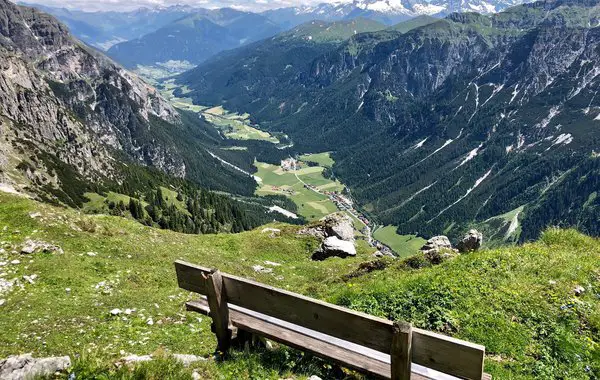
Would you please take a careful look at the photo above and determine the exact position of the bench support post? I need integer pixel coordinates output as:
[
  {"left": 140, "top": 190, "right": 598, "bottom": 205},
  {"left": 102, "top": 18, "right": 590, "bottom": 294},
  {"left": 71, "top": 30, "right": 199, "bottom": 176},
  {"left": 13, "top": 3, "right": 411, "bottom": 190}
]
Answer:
[
  {"left": 207, "top": 270, "right": 232, "bottom": 354},
  {"left": 390, "top": 322, "right": 412, "bottom": 380}
]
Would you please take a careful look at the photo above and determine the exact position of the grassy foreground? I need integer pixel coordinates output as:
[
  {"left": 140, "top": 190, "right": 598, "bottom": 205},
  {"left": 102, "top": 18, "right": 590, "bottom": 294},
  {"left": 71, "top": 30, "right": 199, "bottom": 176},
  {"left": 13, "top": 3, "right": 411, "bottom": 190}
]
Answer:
[{"left": 0, "top": 194, "right": 600, "bottom": 379}]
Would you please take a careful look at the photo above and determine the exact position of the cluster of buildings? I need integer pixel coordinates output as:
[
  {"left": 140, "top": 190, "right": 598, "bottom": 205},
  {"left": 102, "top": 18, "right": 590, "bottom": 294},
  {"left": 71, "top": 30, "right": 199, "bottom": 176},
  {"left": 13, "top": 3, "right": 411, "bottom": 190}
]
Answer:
[{"left": 281, "top": 157, "right": 301, "bottom": 172}]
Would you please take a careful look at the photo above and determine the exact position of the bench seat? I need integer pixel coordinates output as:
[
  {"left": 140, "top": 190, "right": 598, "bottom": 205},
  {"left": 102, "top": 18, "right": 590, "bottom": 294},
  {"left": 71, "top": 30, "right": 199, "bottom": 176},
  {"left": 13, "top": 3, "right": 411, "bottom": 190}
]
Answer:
[
  {"left": 186, "top": 297, "right": 474, "bottom": 380},
  {"left": 175, "top": 261, "right": 489, "bottom": 380}
]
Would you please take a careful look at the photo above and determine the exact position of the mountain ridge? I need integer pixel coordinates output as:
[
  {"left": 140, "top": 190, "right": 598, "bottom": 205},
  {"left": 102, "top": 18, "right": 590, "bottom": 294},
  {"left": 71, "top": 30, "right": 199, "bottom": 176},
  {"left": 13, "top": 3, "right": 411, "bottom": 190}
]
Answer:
[{"left": 180, "top": 1, "right": 600, "bottom": 240}]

Work to do -> Return each line of the listing above that contains the string "take". Only matches with the same capitalization count.

Correct response ->
Would you please take a careful look at the photo above and determine the exact position of the bench support post? I need integer pixel coordinates output as:
Would you please take a careful look at the photo above and determine the exact position of the grassy foreground? I need integer pixel coordinates output as:
Would you please take a careful look at the photo above and determine the exact position of the cluster of buildings? I need integer pixel coordinates output as:
Would you please take a careful look at the photo above and determine the exact position of the bench seat? I need integer pixel coordinates output as:
Would you please take a careful look at the photo above and determine the exact position of the mountain ridge? I need integer pixel coordinates output as:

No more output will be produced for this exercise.